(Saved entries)
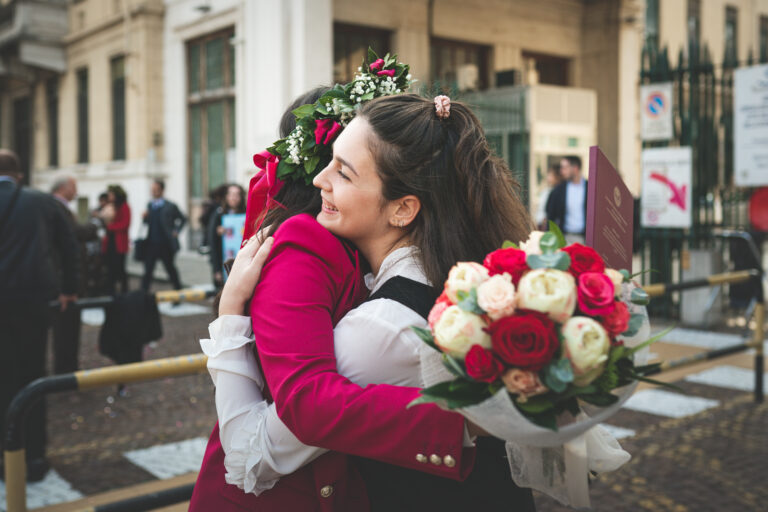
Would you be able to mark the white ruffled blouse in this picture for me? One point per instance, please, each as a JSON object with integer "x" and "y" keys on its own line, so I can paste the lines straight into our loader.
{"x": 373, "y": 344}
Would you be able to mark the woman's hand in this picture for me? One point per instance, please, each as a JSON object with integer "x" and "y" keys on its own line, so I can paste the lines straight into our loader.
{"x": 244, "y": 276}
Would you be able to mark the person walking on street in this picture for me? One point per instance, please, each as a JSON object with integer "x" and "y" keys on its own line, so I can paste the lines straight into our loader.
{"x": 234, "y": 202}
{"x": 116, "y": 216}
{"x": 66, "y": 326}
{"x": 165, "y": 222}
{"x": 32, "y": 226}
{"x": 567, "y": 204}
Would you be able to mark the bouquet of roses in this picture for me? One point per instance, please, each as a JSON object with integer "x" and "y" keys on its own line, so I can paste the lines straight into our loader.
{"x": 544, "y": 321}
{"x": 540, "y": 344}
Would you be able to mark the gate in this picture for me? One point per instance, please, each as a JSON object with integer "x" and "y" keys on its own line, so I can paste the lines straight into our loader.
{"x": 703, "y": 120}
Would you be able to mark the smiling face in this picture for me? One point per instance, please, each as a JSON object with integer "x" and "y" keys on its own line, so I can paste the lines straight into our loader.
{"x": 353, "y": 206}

#### WHAT THE EXERCISE ASKS:
If an entry holds an image, omit that image and print the remainder exactly as it stands.

#### WRITTEN SOLUTION:
Would you be able to mark the white ruffled blouse in this picture for me? One point per instance, please, each as a JSON object with integer "x" and "y" keys on its own line, so I can paste the lines straight into our loader.
{"x": 373, "y": 344}
Would you be able to mark the woman's hand in this picture for me? One point per instance, please, each as a JSON object with integer "x" and "y" keys on its own line, so I can paste the lines straight into our loader.
{"x": 244, "y": 276}
Would you be able to mark the person walking on street in this picture for me? One point per instance, please, each as a JSON object with integer "x" and "y" keys on its own line, so I can paste the lines straight into our loader.
{"x": 234, "y": 202}
{"x": 116, "y": 216}
{"x": 66, "y": 326}
{"x": 165, "y": 222}
{"x": 32, "y": 226}
{"x": 567, "y": 204}
Would you be able to mark the bouquet of roses in this picture for me? One point per instance, please, each as a JSON object with integer "x" and "y" keys on its own line, so I can paste the lines straight into our loader.
{"x": 544, "y": 321}
{"x": 540, "y": 344}
Would you be able to mark the gate in this picture for me? One point per instance, please, each as a JSON object with integer "x" and "y" keys on its own line, so I can paste the lines straight into our loader.
{"x": 703, "y": 120}
Would you be able to mark the smiling face in this picture for me? One point per instance, please, each as a JSON object with integer "x" and "y" keys on its own line, so I can paste the lines straight into our loader.
{"x": 353, "y": 206}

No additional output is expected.